— 本文 —
# # #

統合失調症の私、北アルプス最高峰、奥穂高岳に登る
序
私は独りザックを背負い、松本電鉄新島々駅に降り立った。蒸し風呂のように暑い日で、これから上高地に向かう私は、さっさと、この暑い下界からおさらばしたかった。そうだ、私は翌日、独りで、北アルプス最高峰、奥穂高岳に登るのだ。
まずは私の自己紹介をしたい。私は高校時代より統合失調症を患っている四十三歳独身の男性である。SWを名乗っている通り、ソーシャルワーカーの資格を持っていて、小説家(ストーリーライター)を目指している。職業は三十四歳から特別養護老人ホームで介護の仕事をしていて、今年、十年目にしてパートからようやく正規職員になれた身分である。そして、今回の記事で一番重要なことだが、登山を趣味にしている。毎年、一回、夏の高峰に独りで登ることを楽しみとしている。
このnoteでは、主に「心のリハビリ」について書いて来た。他にも小説や哲学など書きたいことを書いているが、基本は統合失調症の方の生き方について書いている。しかし、「心のリハビリ」については書き尽くしたような感があるので、最近は、統合失調症を患っていても充実した人生を生きるにはどうしたらいいかというテーマで「統合失調症者にアウトドアを勧める」という記事を書くようになった。そこで自称「統合失調症者にアウトドアを勧める会会長」を名乗っているが、別にそういう組織があるわけではない。ただ、アウトドアは病気であってもなくても人生を豊かにしてくれるという信念はある。アウトドアをすれば心のリハビリになり、精神病も癒されるという趣旨では書かないことにしている。もちろん、そういう心の健康についてもアウトドアは有効であると言えなくもないが、それでは健康のためにアウトドアをするという意識になり、せっかくのアウトドアが「健康のため」という目的に押しつぶされてつまらなくなる可能性がある。だから、私は「健康のために」とは言わない。ただ、充実した人生を送るためにはアウトドアという選択肢がありますよ、と言いたいのだ。とくに私は自分がしている登山を勧めたい。これまでは自分の普段している近場の低山登山の様子を書いて来た。今回はいよいよ、本番の三千メートル級の登山の記事を書く。今回登る山は、北アルプスの盟主、穂高連峰の前穂高岳、奥穂高岳である。とくにメインなのは日本で三番目に高く、北アルプスでは一番高い、奥穂高岳だ。
1.上高地
八月二日、私は、電車を乗り継いで、長野県の松本駅に着いた。そこからさらに松本電鉄上高地線で新島々という駅に行く。上高地線はワンマン電車で地元の乗客は松本大学に通う学生が多く使うようで、松本大学前駅に停まると、ほとんどの乗客が降りて、電車の中はほぼ登山者だけになった。この日は暑い日で、電車のドアが開くと酷暑の熱風が車内に舞い込んできた。登山客は本来ならば多くいるのだろうがコロナ禍ゆえか少なかった。私はコロナ禍でも政府の蔓延防止などの要請がなければ行くと決めてあった。介護職員としてはどうかと思うが、今年度が始まる頃はコロナも落ち着いてきていて、私は年次有給休暇をこの八月二日から四日まで取ってあった。それに八月五日に希望休を入れて四連休としていた。つまり、ずっと楽しみにして来た山行なのだ。

# # #

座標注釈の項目
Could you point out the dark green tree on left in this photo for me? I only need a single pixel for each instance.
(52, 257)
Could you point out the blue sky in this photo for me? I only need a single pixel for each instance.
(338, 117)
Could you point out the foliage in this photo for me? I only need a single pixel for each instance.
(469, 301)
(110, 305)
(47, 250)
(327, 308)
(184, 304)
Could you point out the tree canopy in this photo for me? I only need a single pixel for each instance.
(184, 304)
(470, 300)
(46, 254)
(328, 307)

# # #

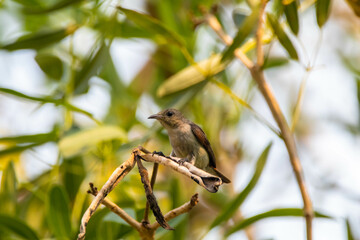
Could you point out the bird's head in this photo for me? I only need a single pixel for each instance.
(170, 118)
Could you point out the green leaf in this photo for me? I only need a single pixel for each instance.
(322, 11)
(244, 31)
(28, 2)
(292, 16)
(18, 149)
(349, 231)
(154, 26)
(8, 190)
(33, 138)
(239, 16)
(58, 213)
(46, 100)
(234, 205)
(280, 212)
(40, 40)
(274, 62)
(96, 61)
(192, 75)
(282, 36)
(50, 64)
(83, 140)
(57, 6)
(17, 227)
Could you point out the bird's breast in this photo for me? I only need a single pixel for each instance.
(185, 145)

# # #

— 課題 —
本文によると、奥穂高岳は日本で何番目に高い山ですか。

— 回答 —
日本で三番目に高い山です。